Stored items

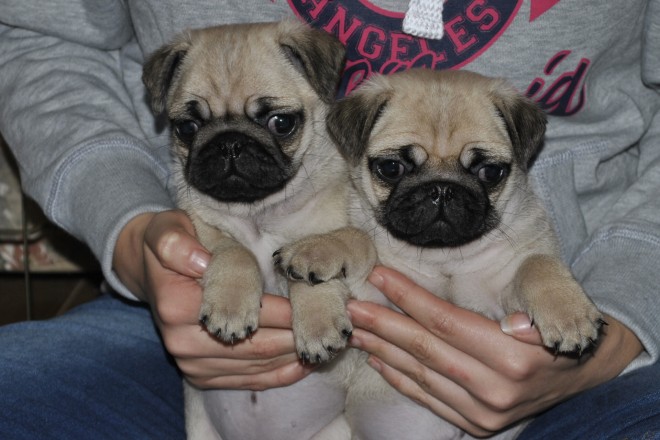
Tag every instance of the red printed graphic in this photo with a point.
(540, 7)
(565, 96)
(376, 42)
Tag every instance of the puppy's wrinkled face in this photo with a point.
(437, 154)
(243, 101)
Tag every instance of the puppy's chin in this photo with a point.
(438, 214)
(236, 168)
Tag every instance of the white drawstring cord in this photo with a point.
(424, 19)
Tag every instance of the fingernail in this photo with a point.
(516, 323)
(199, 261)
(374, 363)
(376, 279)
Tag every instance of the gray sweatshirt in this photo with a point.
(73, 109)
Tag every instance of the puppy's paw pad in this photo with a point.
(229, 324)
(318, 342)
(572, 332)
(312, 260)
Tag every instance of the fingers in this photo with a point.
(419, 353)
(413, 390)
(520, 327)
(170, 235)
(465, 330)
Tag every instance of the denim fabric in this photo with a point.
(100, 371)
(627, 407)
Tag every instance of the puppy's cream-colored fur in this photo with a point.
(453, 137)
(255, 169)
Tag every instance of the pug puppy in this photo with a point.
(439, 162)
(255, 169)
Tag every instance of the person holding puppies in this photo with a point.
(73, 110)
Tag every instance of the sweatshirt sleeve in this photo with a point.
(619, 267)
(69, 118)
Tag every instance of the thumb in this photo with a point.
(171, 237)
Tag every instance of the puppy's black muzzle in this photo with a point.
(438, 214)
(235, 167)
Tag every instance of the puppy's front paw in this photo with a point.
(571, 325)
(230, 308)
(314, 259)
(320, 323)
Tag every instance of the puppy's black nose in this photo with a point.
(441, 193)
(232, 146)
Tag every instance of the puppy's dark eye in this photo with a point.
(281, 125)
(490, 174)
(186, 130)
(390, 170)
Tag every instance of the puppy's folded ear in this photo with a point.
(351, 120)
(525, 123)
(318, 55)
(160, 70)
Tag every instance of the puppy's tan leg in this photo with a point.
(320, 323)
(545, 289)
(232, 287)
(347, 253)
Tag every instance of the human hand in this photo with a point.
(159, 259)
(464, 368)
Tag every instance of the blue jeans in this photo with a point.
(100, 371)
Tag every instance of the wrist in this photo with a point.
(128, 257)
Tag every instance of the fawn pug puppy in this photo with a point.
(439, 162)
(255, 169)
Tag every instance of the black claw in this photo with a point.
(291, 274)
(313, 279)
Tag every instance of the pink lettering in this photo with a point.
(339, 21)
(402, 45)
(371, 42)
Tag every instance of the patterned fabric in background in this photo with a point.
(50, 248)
...
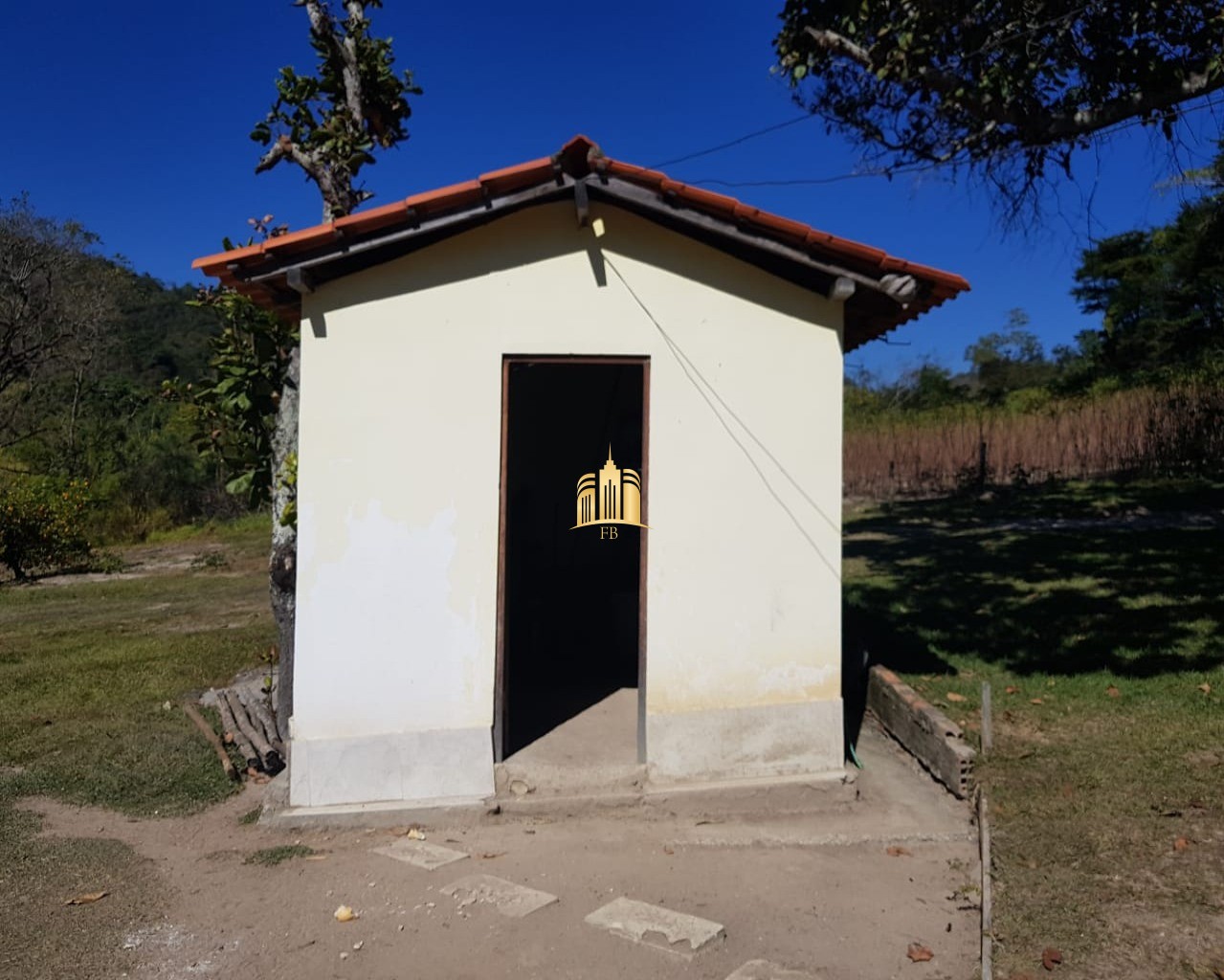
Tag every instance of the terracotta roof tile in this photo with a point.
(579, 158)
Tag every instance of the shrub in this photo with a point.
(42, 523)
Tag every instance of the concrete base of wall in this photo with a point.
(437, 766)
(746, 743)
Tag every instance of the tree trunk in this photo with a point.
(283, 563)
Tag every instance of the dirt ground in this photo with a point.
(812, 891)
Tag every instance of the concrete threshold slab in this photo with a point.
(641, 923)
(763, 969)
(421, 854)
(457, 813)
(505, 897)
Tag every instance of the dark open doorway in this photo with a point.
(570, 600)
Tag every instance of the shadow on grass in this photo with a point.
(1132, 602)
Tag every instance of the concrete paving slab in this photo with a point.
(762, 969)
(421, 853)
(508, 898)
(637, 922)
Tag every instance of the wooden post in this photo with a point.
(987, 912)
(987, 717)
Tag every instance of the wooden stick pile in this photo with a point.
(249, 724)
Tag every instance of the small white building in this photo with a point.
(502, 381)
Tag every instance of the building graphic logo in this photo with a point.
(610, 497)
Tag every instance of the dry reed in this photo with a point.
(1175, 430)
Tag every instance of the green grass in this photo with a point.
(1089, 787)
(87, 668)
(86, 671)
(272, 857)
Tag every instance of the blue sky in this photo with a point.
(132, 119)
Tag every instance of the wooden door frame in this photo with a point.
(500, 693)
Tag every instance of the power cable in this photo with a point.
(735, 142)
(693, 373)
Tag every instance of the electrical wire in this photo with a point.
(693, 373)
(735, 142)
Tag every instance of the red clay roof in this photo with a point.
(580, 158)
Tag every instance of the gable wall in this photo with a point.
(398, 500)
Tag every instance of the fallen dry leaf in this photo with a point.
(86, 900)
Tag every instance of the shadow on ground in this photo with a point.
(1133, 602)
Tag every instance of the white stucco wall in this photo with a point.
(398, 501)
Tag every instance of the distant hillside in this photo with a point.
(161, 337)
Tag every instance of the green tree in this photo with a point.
==
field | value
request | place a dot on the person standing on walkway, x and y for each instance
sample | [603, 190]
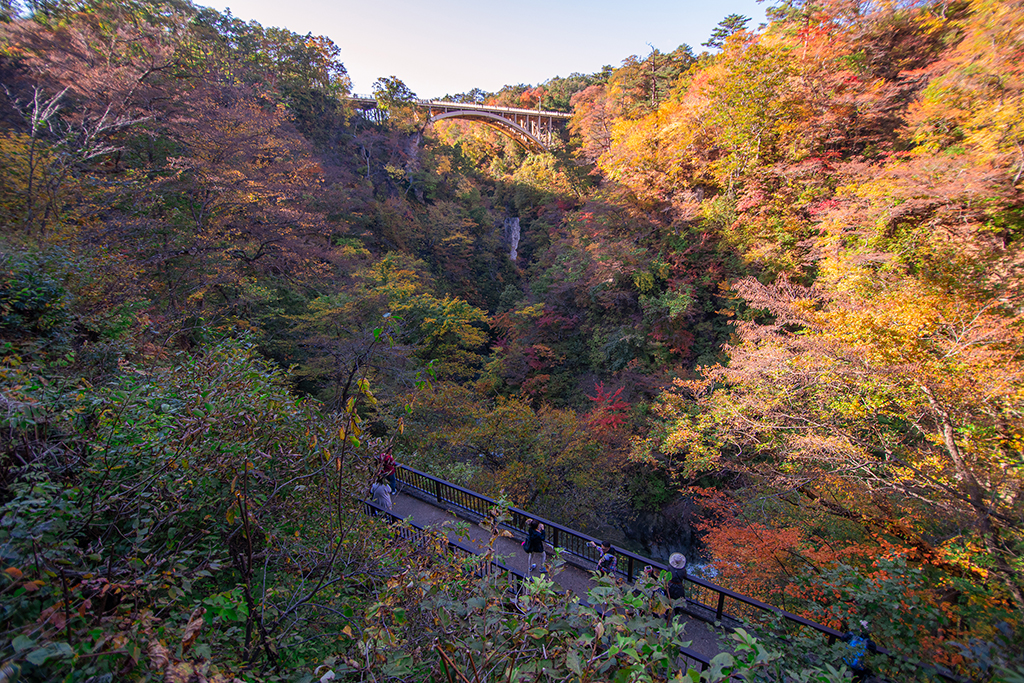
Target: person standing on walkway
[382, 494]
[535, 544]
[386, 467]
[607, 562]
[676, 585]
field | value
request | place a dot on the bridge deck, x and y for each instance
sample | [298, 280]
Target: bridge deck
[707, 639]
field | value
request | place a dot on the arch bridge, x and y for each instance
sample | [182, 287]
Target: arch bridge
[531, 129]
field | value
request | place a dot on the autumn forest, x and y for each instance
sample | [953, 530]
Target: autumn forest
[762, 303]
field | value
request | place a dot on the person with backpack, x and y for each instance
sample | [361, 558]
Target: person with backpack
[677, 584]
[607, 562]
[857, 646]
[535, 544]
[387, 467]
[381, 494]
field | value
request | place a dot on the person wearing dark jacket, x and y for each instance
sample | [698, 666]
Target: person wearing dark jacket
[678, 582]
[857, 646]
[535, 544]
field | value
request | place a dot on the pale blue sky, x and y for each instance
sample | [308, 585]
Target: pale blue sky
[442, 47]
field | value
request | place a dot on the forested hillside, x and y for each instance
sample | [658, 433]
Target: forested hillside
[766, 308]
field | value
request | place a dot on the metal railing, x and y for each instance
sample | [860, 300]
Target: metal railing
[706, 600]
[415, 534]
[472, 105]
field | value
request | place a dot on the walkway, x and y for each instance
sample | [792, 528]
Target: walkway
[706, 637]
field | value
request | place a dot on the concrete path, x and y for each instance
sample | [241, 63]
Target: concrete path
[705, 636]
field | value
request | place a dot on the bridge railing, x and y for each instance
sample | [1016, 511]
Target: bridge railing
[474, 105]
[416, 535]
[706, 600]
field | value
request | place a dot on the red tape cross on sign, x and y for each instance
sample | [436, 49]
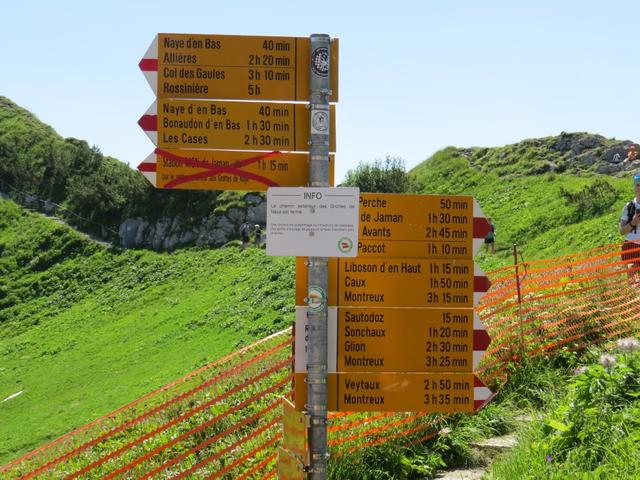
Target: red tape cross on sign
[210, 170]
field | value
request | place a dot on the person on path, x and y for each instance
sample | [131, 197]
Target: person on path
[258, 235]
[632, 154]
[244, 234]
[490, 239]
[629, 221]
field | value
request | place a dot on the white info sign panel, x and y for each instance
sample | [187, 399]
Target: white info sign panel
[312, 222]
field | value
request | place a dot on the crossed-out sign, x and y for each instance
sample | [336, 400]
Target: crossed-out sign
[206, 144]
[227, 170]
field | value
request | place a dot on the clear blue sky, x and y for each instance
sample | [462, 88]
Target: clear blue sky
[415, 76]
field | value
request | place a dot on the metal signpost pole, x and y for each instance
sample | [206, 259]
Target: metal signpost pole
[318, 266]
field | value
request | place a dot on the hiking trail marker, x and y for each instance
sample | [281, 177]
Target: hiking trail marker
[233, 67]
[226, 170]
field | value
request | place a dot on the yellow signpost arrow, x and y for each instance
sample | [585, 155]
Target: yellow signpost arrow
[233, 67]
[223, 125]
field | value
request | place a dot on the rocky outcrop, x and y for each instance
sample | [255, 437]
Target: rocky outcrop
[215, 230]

### What you should do
Of all the entries above, retype exactly the lines from the line with "request | place a dot on the walkway, x" to the line with "sample | [436, 49]", both included, and no others.

### Response to the exercise
request | place a dot on the walkway, x and y for each instance
sample | [792, 528]
Target: walkway
[706, 637]
field | value
request | place a dot on the concrete path, x and y for each instance
sample | [241, 63]
Target: concrete path
[705, 636]
field | value
request | place a dot on the bridge railing, x and y for each instance
sample | [1016, 511]
Target: bridge railing
[474, 105]
[416, 535]
[706, 600]
field | value
request | place a dot on the red tape cross on sign, x and y for each instance
sample | [436, 49]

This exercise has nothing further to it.